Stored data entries
===============

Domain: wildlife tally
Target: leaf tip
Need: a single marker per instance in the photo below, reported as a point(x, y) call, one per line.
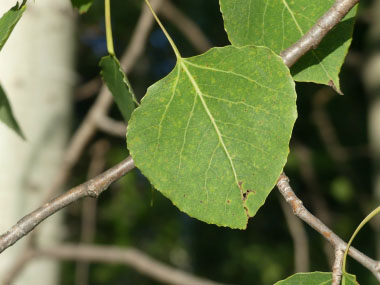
point(336, 89)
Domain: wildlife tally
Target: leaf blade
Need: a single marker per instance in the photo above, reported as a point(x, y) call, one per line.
point(8, 22)
point(6, 114)
point(194, 128)
point(82, 5)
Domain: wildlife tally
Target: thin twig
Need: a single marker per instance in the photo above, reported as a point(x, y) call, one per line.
point(337, 267)
point(309, 176)
point(300, 241)
point(315, 35)
point(301, 212)
point(88, 223)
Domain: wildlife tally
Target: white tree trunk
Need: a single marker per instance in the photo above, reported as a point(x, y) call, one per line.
point(371, 79)
point(36, 71)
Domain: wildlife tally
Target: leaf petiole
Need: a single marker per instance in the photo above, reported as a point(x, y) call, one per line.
point(174, 47)
point(107, 11)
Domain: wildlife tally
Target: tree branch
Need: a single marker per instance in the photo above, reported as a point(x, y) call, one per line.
point(337, 267)
point(299, 236)
point(300, 211)
point(315, 35)
point(92, 188)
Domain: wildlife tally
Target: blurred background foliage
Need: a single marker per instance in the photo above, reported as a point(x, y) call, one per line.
point(329, 167)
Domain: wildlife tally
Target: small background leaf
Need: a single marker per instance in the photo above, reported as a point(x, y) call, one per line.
point(82, 5)
point(278, 24)
point(118, 84)
point(315, 278)
point(6, 114)
point(8, 21)
point(213, 135)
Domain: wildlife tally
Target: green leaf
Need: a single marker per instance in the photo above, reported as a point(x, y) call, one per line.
point(278, 24)
point(82, 5)
point(213, 135)
point(118, 84)
point(8, 21)
point(315, 278)
point(6, 114)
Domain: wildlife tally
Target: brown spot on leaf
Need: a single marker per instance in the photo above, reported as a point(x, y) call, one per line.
point(332, 85)
point(245, 195)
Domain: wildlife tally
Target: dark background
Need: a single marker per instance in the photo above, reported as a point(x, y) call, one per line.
point(329, 166)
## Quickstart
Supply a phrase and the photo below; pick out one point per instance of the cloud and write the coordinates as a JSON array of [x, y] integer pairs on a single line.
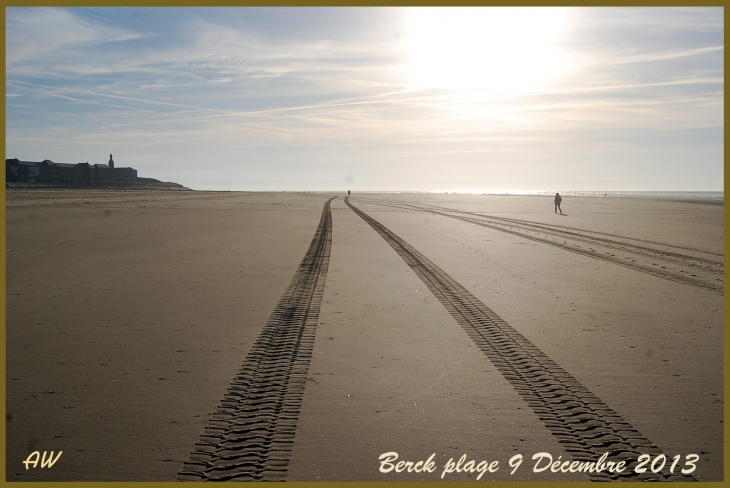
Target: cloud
[[37, 32]]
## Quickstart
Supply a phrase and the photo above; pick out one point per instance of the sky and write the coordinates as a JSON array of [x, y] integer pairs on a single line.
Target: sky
[[392, 99]]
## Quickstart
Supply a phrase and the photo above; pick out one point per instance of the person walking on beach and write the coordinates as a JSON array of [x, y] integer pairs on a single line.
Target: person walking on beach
[[558, 199]]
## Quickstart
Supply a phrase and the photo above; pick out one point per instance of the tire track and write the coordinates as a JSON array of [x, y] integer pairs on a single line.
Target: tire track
[[709, 268], [585, 425], [250, 437]]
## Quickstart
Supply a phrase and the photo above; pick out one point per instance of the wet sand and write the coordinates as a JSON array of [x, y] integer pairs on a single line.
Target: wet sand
[[129, 313]]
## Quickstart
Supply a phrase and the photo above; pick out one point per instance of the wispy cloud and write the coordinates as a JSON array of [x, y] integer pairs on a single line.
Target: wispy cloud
[[333, 86]]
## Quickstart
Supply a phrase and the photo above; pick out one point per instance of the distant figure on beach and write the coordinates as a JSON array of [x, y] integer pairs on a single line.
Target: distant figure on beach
[[558, 199]]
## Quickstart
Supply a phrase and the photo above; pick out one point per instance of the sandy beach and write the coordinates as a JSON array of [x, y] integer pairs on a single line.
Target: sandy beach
[[130, 313]]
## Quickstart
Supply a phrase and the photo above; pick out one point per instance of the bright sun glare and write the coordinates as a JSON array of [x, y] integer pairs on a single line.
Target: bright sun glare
[[491, 49]]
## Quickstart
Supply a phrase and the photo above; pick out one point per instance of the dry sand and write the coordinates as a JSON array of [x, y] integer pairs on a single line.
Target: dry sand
[[128, 314]]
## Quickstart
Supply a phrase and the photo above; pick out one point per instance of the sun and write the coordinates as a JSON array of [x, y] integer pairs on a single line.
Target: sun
[[492, 49]]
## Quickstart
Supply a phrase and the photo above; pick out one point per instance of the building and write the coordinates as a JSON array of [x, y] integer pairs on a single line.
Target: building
[[47, 171]]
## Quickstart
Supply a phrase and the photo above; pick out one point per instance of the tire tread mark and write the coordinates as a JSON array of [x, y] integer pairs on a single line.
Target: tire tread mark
[[583, 423], [251, 434], [668, 275]]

===============

Task statement ▸ Reprint every record exactly and skip the pictures.

Result of the task ▸
Domain: wildlife tally
Target: leaf tip
Need: a single marker per instance in the photo below, reported as a point(x, y) call, one per line.
point(336, 89)
Domain: wildlife tally
Target: leaf blade
Need: a single marker per instance in the photo above, reported as a point(x, y) call, one per line.
point(8, 22)
point(6, 114)
point(194, 128)
point(82, 5)
Domain: wildlife tally
Target: thin twig
Need: a single marker per instance in the photo above, reported as a point(x, y) call, one per line.
point(337, 267)
point(309, 176)
point(300, 241)
point(315, 35)
point(301, 212)
point(88, 223)
Domain: wildlife tally
Target: white tree trunk
Need: a single marker per instance in the photo above, reported as a point(x, y) call, one per line.
point(371, 79)
point(36, 71)
Domain: wildlife tally
Target: leaf petiole
Need: a single marker per instance in the photo above, reported as a point(x, y) call, one per line.
point(174, 47)
point(107, 11)
Domain: wildlife tally
Target: tree branch
Need: a single marker per instance in the photo above, reported as a point(x, y) call, one per line.
point(337, 267)
point(299, 236)
point(300, 211)
point(315, 35)
point(92, 188)
Domain: wildlife tally
Target: blurred background foliage
Need: a single marker per instance in the photo above, reported as a point(x, y) call, one per line.
point(329, 167)
Domain: wildlife tally
Target: small background leaf
Need: a single marker per instance in the photo above, reported as a point(x, y) call, one per line.
point(82, 5)
point(278, 24)
point(118, 84)
point(315, 278)
point(6, 114)
point(8, 21)
point(213, 135)
Domain: wildlife tally
Target: green leaf
Need: a single marker per instance in the photo above, reported as a point(x, y) call, one per line.
point(278, 24)
point(82, 5)
point(213, 135)
point(118, 84)
point(8, 21)
point(315, 278)
point(6, 114)
Domain: wildlife tally
Target: brown spot on leaf
Need: a single marker per instance in the photo above, reported as a point(x, y) call, one per line.
point(332, 85)
point(245, 195)
Domain: wildlife tally
Target: dark background
Need: a single marker per instance in the photo above, reported as a point(x, y) call, one per line.
point(329, 166)
## Quickstart
Supply a phrase and the photo below; pick out one point per instance of the cloud and write the coordinates as a JSON array of [x, y] integer pairs on a single line.
Target: cloud
[[37, 32]]
## Quickstart
Supply a phrase and the photo above; pick out one point per instance of the sky and write the coordinates as a JSON array of [x, y] integer pairs on a single line.
Target: sky
[[392, 99]]
## Quickstart
Supply a phrase and the photo above; pick out one point per instance of the person walking on beach and write the coordinates as a JSON array of [x, y] integer pairs on a single line.
Target: person walking on beach
[[558, 199]]
## Quickstart
Supply a phrase and the photo above; pick out one point per instance of the tire track and write the coordinates as a JSON array of [x, y] integer pairs on a single line.
Target: tire track
[[709, 268], [585, 425], [250, 437]]
## Quickstart
Supply a phrase and the photo above; pick out one point per instance of the wet sand and write the coordinates as a JSON array of [x, y] integer pairs on a single line.
Target: wet sand
[[129, 313]]
## Quickstart
Supply a phrase and the photo above; pick out one point per instance of the wispy cloud and write the coordinates as a JSON array of [x, y] integer pairs on a single line.
Target: wispy cloud
[[333, 86]]
## Quickstart
Supply a phrase and the photo above; pick out one point per instance of the distant figure on beach and write the coordinates as a JSON array of [x, y] integer pairs on a single line.
Target: distant figure on beach
[[558, 199]]
## Quickstart
Supply a phrase and the photo above; pick out one point per instance of the sandy beach and write the coordinates as a JSON array of [x, y] integer pairs on a single line.
Target: sandy beach
[[130, 313]]
## Quickstart
Supply a phrase and the photo above; pick out one point per instance of the bright sun glare and write the coordinates as a JSON array of [x, y] integer pairs on a single line.
Target: bright sun glare
[[491, 49]]
## Quickstart
Supply a phrase and the photo above; pick out one point per instance of the dry sand and write the coordinates as a JSON array of [x, y] integer pairs on a single line.
Target: dry sand
[[128, 314]]
## Quickstart
Supply a phrase and the photo above; pick out one point per instance of the sun and write the coordinates as a JSON array of [x, y] integer pairs on a single line.
Target: sun
[[492, 49]]
## Quickstart
Supply a phrase and the photo above; pick out one point per instance of the building and write the coordinates as a JSON array of [x, y] integer pairs on a single line.
Target: building
[[47, 171]]
## Quickstart
Supply a phrase and the photo above; pick out one point per instance of the tire tread mark and write the coordinates as a JSON array of [x, y] integer pairs on a single line.
Target: tire tread mark
[[583, 423], [251, 434], [668, 275]]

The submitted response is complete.